- The task: Copy the entries from the line with "Please segment every instance of the brown" up to and including the line with "107], [74, 100]]", keeping the requests, and add 3 to every vertex coordinate in the outlines. Leave the pictures out.
—————
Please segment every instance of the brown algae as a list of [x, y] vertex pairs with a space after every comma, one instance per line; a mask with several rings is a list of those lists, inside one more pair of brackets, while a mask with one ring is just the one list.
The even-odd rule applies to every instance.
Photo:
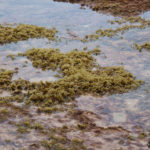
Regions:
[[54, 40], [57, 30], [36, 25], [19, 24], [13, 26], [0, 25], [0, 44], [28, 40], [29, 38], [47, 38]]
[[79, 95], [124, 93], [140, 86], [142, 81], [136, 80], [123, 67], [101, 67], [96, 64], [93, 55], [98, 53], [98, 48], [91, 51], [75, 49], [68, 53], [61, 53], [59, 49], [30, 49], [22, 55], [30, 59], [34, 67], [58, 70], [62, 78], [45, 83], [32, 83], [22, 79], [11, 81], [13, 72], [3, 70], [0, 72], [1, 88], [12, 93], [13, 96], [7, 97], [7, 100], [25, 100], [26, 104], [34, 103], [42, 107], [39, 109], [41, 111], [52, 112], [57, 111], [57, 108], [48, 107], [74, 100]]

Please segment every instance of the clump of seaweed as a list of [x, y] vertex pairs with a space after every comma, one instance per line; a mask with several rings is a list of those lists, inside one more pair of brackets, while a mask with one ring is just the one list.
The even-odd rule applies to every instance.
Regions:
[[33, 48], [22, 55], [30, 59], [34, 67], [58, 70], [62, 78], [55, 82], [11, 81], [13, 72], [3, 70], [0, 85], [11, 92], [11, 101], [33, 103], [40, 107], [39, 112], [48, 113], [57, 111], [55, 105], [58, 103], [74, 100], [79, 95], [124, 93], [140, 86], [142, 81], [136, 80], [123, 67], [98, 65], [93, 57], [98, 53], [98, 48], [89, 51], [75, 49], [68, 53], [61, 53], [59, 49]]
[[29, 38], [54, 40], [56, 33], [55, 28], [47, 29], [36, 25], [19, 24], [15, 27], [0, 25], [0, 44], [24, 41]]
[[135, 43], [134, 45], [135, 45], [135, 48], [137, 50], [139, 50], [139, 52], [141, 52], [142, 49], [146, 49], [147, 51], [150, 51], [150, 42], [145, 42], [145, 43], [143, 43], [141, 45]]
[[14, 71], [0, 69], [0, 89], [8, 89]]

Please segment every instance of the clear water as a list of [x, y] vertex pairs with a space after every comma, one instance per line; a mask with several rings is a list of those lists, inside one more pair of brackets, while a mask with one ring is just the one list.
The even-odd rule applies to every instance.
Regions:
—————
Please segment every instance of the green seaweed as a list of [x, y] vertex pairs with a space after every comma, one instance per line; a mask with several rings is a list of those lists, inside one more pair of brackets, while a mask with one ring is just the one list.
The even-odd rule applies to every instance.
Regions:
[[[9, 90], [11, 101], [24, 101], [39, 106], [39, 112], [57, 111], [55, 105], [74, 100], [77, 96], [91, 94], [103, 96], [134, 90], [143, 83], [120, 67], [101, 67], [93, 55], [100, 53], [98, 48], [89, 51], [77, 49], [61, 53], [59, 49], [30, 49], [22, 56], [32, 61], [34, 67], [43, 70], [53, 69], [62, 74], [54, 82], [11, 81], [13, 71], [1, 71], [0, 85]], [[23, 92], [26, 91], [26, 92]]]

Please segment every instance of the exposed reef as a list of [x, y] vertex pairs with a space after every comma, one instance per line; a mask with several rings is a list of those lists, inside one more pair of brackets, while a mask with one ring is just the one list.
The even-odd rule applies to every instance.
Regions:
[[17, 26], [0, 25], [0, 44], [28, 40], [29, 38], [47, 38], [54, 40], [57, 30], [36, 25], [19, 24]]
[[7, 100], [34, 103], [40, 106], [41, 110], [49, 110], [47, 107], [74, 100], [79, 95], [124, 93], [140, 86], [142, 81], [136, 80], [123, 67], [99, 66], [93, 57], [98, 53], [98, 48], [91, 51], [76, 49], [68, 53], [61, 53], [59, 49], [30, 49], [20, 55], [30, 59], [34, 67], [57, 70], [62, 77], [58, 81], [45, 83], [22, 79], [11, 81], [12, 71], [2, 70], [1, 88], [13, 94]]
—————
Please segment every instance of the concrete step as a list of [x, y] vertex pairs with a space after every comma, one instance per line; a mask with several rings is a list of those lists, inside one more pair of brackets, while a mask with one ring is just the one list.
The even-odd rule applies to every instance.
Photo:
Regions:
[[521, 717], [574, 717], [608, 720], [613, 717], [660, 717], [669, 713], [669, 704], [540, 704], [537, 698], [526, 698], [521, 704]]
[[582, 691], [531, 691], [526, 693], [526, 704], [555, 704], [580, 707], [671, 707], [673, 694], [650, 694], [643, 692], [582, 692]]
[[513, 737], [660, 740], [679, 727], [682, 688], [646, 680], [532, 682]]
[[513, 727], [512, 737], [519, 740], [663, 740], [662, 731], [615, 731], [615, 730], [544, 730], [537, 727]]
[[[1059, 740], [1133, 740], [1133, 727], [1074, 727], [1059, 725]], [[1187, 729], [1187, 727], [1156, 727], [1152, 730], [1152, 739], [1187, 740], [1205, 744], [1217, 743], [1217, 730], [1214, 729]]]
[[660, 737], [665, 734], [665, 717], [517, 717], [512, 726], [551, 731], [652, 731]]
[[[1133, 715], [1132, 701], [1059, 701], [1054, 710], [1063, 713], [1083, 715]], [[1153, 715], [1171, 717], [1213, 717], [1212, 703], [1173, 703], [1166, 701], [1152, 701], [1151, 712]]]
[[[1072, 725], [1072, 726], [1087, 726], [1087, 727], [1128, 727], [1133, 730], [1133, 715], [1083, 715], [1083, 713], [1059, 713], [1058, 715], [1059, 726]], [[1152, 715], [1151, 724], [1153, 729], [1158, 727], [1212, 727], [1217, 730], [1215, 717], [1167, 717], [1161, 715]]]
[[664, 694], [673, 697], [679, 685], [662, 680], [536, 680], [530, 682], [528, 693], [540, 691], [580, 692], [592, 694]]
—————
- Result for this task:
Please segment every instance of the brown algae as a list of [x, y] vertex pairs with a space after every comma, one instance per line; a mask with several rings is a list of those lists, inside one more pair of brackets, while a mask with one ring is just the one list.
The even-odd rule applies to every instance.
Photo:
Regions:
[[57, 43], [60, 33], [39, 28], [22, 27], [16, 29], [3, 28], [3, 47], [31, 43], [32, 41], [50, 41]]
[[82, 98], [127, 96], [143, 89], [145, 84], [139, 83], [126, 70], [104, 70], [99, 67], [96, 58], [101, 56], [101, 51], [94, 54], [78, 52], [71, 56], [64, 56], [62, 52], [33, 52], [25, 58], [33, 62], [37, 70], [61, 73], [65, 81], [48, 86], [35, 86], [25, 82], [14, 84], [16, 75], [6, 73], [3, 75], [4, 91], [15, 96], [16, 99], [10, 100], [10, 103], [28, 103], [29, 107], [37, 106], [45, 110], [42, 112], [44, 114], [55, 115], [60, 114], [60, 111], [51, 110], [77, 103]]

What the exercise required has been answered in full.